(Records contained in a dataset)
--------

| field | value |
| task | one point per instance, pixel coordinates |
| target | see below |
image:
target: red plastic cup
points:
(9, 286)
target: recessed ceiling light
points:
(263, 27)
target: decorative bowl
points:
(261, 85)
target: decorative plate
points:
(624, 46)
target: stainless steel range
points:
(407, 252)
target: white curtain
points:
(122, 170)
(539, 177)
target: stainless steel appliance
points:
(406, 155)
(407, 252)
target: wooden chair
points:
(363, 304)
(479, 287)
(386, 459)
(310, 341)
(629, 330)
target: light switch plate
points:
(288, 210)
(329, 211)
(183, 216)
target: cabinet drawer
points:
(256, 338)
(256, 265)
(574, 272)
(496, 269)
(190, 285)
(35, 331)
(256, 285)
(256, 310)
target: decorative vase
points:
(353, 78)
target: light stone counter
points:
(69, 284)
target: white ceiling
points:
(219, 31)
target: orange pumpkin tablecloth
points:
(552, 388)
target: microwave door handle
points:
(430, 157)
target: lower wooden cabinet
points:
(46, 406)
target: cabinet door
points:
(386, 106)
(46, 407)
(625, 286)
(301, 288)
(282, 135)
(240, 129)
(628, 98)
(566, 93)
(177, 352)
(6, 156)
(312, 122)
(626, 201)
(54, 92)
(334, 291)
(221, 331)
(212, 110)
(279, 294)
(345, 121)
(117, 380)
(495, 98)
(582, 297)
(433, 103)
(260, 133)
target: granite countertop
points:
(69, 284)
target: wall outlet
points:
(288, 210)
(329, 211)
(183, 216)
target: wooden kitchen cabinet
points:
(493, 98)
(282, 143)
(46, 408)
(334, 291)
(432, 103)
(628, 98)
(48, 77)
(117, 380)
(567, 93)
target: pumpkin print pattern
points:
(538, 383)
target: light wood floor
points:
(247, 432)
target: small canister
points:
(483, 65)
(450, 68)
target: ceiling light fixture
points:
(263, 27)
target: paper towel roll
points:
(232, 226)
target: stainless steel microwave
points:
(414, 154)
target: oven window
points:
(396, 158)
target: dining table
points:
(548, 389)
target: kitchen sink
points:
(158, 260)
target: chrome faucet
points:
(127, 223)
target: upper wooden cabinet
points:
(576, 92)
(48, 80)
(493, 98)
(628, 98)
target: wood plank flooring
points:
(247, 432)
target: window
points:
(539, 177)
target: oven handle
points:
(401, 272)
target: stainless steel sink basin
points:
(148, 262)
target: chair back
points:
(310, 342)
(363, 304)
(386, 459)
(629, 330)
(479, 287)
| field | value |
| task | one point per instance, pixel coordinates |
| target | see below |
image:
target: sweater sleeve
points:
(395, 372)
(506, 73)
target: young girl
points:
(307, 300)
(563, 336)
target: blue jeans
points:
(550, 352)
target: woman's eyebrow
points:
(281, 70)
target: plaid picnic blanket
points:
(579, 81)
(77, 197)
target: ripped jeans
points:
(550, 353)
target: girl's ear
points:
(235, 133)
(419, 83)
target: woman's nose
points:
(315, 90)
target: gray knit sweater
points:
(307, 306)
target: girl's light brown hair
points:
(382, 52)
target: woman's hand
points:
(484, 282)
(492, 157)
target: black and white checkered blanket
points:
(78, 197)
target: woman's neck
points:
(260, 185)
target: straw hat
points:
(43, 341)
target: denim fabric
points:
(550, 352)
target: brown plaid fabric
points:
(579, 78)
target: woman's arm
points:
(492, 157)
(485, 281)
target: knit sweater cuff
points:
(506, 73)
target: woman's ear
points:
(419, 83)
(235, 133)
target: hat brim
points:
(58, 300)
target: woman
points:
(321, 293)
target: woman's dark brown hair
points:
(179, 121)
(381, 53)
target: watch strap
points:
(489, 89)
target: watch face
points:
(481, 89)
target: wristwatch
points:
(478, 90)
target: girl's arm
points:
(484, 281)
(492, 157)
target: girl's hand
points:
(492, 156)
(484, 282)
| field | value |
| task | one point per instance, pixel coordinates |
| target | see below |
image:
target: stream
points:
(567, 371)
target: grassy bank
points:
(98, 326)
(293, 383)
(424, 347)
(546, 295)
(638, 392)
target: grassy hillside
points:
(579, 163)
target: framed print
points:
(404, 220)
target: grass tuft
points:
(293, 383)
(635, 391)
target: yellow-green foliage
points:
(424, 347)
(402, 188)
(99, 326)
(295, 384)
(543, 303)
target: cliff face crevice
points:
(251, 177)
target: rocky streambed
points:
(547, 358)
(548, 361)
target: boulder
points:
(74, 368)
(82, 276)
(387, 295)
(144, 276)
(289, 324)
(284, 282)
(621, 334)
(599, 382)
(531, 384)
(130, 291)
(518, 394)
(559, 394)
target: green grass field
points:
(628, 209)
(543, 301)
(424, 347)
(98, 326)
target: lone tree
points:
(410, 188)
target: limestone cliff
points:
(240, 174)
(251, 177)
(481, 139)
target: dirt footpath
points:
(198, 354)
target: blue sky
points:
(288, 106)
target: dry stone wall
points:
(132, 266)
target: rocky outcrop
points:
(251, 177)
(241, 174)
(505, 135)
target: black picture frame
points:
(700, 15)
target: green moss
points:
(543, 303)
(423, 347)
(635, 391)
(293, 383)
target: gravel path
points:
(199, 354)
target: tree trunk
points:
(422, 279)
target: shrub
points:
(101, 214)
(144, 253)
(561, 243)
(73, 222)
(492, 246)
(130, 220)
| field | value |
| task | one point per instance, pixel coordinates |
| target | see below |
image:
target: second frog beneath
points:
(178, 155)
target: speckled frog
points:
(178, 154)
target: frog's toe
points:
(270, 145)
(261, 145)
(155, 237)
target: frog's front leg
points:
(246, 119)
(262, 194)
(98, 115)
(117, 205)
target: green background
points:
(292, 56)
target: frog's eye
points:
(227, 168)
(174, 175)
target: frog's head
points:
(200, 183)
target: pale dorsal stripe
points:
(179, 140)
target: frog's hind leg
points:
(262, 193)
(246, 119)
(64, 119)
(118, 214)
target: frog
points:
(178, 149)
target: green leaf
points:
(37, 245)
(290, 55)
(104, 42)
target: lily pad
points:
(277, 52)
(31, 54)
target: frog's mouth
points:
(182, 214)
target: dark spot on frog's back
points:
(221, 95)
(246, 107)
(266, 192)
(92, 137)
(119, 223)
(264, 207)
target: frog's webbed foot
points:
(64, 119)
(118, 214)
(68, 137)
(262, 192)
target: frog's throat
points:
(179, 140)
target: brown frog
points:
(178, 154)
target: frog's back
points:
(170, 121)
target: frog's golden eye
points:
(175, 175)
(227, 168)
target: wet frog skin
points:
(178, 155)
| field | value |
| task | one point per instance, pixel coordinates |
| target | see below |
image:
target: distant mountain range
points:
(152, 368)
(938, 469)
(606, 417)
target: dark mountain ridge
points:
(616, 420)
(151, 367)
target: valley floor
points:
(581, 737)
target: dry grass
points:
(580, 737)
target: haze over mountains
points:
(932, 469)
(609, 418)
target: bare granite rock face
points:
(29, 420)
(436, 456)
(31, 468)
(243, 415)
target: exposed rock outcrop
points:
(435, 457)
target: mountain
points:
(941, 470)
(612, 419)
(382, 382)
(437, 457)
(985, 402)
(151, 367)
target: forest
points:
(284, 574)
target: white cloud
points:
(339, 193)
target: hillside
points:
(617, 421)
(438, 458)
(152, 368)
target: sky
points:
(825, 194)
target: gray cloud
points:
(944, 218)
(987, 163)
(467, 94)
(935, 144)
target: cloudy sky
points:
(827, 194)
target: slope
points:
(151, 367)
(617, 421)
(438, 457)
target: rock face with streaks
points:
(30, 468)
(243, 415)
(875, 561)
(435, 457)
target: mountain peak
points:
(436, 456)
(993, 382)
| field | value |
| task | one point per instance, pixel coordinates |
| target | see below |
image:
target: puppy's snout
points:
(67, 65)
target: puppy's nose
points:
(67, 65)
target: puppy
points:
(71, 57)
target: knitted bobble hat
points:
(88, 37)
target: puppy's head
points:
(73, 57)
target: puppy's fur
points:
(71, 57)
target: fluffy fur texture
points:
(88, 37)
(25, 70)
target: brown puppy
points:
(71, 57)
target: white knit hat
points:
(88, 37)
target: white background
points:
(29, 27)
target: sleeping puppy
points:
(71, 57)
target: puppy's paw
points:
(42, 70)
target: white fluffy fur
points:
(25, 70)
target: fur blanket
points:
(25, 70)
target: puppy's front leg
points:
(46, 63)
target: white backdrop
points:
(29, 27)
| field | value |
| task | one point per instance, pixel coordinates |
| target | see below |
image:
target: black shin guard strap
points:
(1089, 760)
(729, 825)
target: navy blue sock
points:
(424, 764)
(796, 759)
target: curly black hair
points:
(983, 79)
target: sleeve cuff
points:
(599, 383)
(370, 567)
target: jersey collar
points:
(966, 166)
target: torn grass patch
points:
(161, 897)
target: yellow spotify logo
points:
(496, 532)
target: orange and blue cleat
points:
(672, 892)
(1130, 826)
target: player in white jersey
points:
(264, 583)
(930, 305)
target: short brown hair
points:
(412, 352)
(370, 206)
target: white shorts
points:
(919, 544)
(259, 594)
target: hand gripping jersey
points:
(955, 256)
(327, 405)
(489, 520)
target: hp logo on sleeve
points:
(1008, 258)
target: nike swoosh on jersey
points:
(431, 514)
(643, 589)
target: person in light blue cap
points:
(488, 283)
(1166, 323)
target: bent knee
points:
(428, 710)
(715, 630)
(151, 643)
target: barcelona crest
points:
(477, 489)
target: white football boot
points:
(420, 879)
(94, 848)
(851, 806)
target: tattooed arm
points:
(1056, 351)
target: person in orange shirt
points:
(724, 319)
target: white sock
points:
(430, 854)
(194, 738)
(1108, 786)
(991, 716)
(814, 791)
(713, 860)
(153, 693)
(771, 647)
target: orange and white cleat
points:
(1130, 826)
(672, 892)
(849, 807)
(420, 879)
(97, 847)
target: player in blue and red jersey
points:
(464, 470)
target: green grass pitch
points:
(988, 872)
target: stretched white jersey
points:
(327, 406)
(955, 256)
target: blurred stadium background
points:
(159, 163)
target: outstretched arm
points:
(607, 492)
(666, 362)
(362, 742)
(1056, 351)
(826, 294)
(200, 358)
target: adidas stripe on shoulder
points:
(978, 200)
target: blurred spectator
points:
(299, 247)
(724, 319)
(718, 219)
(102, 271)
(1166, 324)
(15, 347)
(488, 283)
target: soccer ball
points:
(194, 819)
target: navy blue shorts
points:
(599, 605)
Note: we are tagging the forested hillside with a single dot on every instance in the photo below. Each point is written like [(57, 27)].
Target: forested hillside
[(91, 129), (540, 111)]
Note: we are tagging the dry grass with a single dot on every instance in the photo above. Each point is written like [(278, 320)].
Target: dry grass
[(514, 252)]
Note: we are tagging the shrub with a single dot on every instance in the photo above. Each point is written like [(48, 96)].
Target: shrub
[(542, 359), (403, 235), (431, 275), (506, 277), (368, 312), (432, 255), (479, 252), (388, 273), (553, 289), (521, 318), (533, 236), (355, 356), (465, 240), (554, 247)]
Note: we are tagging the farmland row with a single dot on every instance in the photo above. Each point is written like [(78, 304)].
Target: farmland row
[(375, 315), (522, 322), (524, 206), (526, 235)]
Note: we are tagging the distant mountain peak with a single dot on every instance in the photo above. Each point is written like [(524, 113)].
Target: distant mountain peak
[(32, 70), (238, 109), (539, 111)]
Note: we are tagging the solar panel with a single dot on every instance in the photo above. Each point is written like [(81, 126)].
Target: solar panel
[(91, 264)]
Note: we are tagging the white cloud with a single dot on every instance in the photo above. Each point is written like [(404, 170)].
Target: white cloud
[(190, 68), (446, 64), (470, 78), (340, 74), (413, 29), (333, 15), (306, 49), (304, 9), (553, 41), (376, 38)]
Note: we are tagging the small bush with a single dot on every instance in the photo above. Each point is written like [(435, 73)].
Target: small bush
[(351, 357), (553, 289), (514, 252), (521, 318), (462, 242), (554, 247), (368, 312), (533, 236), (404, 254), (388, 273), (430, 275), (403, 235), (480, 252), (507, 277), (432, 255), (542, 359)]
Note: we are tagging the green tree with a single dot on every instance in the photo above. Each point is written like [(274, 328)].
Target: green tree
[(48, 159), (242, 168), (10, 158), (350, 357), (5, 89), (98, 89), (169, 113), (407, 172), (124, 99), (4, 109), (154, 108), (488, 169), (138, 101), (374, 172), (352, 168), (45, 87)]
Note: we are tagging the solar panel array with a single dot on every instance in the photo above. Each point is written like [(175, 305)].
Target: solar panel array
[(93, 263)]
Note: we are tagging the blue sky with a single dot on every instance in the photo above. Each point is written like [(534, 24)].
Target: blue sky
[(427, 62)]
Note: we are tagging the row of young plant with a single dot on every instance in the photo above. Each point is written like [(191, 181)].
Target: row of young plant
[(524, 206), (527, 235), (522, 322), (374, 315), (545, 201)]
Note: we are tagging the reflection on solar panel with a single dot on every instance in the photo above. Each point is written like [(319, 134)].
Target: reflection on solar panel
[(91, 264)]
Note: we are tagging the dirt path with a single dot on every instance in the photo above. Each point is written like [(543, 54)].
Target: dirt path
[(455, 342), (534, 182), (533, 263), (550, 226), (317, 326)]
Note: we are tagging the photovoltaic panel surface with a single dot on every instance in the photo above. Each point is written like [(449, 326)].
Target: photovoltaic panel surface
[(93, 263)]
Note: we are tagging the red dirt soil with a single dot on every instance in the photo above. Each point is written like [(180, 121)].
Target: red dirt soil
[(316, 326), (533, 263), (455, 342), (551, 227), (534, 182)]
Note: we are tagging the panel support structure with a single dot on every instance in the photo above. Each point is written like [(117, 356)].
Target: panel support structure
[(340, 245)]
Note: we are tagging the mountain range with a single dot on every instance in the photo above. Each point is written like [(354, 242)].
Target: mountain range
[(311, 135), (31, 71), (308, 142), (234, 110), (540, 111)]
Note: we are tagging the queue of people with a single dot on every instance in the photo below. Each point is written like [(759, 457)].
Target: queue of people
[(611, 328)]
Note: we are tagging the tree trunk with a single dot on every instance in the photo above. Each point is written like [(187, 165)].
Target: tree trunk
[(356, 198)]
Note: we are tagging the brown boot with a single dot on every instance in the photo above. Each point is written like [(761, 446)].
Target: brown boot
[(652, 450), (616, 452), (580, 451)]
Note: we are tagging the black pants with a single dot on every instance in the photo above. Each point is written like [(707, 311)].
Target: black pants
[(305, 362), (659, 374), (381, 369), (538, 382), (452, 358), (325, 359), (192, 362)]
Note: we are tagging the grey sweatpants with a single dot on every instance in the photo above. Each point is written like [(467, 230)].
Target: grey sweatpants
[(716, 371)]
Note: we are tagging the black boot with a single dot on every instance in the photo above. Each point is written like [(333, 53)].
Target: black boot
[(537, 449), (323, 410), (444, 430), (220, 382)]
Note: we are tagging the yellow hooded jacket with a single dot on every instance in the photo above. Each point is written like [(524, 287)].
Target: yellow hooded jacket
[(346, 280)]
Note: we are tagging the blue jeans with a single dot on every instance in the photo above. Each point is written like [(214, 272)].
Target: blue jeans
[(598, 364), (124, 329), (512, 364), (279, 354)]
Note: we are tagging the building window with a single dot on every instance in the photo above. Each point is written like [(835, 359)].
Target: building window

--------

## [Work order]
Please work out how many lines of the data include the string "puppy" and reply with the number alone.

## [Exercise solution]
9